*INSTRUÇÕES DO EXERCÍCIO*:
Escreva a continuação do artigo sobre transformação digital, começando logo depois da última frase dele.

Rápido é o que não volta pra trás
Transformação digital não acontece da noite para o dia, e nem é simples. Mas, com foco e determinação, todo mundo consegue chegar lá.
Recentemente, conversava com um amigo meu que é maratonista. Perguntei para ele como era seu treino e, confesso, fiquei cansado só de ouvir. O tal “longão”, que nos períodos pesados de preparação passa dos 30 km, me pareceu uma insanidade. Mas a coisa ficaria pior.
Quando comentei com ele que era uma loucura correr por 3 horas seguidas em um treino, ele me disse que o “longão” poderia ser ainda mais comprido caso ele partisse para uma ultramaratona. Correr 100 km, 150 km em uma prova.
A preparação para isso envolve, no pico, treinos de 4 ou 5 horas, sem contar a dedicação diária à musculação, treinos mais específicos de corrida, alimentação, sono etc. Enquanto voltava para casa, nem pensei em encarar nem 10 km, quanto mais uma maratona. Não é para mim. Mas ficou claro que, para quem define um desafio desses para si mesmo, não se trata da linha de chegada, e sim do processo.
Quem pensa somente em alcançar a meta não consegue focar no trabalho árduo de construir, degrau a degrau, o que é necessário para alcançar o sucesso. Infelizmente, vejo muito isso acontecer no dia a dia dos departamentos de marketing.
Existe uma regra humana imutável: o aprendizado só acontece passo a passo. É impossível pular etapas. Por isso, o processo de evolução é tão importante: precisamos dominar o primeiro degrau para então seguir para o próximo. Os bebês entendem muito bem esse processo quando saem de engatinhar para andar. As crianças entendem que o mundo é uma fonte de aprendizados – e mantêm uma curiosidade infinita para absorver informação.
De alguma forma, deixamos tudo isso de lado quando nos tornamos adultos e passamos a queimar etapas. Mas, da mesma forma como alguém de 7 anos não consegue escrever uma tese de mestrado, precisamos abraçar o processo de aprendizado contínuo e preparar o próximo estágio de nossa capacidade de entender o mundo.
Um excelente exemplo de queimar etapas (e quebrar a cara ao fazer isso) é a transformação digital dos negócios. Adotar Inteligência Artificial para “tentar virar um novo Google” é uma ideia linda e totalmente utópica, especialmente para quem não faz nem o básico. O Google é o ultramaratonista – muitos de nós nem temos um tênis de corrida em casa.
Infelizmente, muitos gestores não entendem (ou esquecem) que a escada se sobe aos poucos. Na ânsia de recuperar o tempo perdido, abrem-se inúmeras frentes em projetos que precisam ser mostrados ao mundo, em vez de cuidar dos alicerces que darão força a esses projetos e farão com que os resultados sejam sustentáveis.

*DADOS APRESENTADOS*:
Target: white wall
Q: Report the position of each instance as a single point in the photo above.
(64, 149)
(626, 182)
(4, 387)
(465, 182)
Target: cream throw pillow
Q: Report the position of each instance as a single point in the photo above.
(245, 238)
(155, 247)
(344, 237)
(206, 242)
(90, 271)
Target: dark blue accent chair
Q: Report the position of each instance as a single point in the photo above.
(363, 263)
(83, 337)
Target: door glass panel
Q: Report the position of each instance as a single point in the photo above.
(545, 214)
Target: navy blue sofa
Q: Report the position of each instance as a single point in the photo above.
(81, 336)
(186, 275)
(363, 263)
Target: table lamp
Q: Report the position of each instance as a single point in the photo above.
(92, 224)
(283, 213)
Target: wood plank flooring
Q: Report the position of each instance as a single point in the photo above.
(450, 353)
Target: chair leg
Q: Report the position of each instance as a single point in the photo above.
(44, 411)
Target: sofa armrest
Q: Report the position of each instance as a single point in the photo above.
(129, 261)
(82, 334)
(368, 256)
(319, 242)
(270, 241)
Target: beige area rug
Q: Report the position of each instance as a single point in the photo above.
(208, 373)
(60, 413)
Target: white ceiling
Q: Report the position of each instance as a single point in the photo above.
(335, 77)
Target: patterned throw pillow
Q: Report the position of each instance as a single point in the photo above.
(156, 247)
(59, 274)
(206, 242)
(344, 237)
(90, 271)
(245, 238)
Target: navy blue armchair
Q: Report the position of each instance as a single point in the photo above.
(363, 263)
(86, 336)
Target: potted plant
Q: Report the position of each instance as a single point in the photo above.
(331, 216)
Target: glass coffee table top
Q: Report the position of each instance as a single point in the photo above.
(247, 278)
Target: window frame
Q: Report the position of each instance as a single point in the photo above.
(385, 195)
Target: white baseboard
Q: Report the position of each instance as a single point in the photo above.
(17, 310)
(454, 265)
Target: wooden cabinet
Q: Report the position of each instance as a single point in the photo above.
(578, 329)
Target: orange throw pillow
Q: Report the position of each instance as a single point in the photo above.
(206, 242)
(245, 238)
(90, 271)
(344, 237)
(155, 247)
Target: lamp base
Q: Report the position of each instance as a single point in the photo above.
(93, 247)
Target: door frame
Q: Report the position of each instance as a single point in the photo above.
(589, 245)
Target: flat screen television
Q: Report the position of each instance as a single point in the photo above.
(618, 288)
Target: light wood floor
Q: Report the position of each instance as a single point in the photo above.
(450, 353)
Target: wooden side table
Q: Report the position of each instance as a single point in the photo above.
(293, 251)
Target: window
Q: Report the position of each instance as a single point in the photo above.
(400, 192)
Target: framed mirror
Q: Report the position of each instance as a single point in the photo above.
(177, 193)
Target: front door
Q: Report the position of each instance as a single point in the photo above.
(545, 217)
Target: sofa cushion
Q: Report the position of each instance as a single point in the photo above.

*RESULTADO DA TAREFA*:
Direção, ordem e alinhamento
A lição de casa da transformação digital não começa na definição do “sonho grande”. O início é muito mais modesto e está relacionado a assuntos bem menos palpitantes, como a definição de uma arquitetura de TI flexível, governança da informação, políticas de ciber segurança e limpeza dos bancos de dados. Haja limpeza.
Quem já encarou essa situação sabe o quanto o desalinhamento de expectativas é chocante e frustrante. A diretoria da empresa, focada em gerar visibilidade para o negócio, abre inúmeras frentes de atuação, dispersa recursos e coloca diferentes times em diferentes projetos, sem uma atuação integrada. Em pouco tempo, o caos passa a imperar. E o que era sonho, vira pesadelo.
Existe uma boa razão para ninguém passar por um terreno esburacado em alta velocidade. O problema é quando o motorista nem percebe onde está se metendo. É o que tenho visto como regra na transformação digital dos negócios, infelizmente. Por isso, quero dar meus centavos de contribuição, com base na experiência prática que temos tido na Hagens e com o que tenho visto em clientes e não-clientes nossos.
Comece pela cultura
Não há plano estratégico nem PPT incrível que resista a um time que não entende para onde precisa caminhar e o motivo para isso. O primeiro degrau da transformação digital dos negócios é a construção de uma cultura digital.
Isso não se faz da noite para o dia, nem se faz comprando software. É preciso dar um sentido para tudo isso, mostrando que o novo jeito de pensar é melhor e não ameaça a sobrevivência das pessoas. Se você obrigar seu vendedor a registrar toda transação no sistema, ele vai encarar como um fardo. Se mostrar que, ao fazer isso, o sistema vai começar a trazer sugestões que vão aumentar as vendas dele, a coisa pode mudar de figura.
Se a empresa impõe uma nova metodologia ou um ERP que complica o jeito como as coisas funcionam hoje, dificilmente será criado um ambiente positivo. Se a discussão de processos e metodologias envolve os inputs de todo mundo, aumenta a chance de sucesso. Enxergar a mesma figura não importa de onde você esteja olhando, faz toda a diferença.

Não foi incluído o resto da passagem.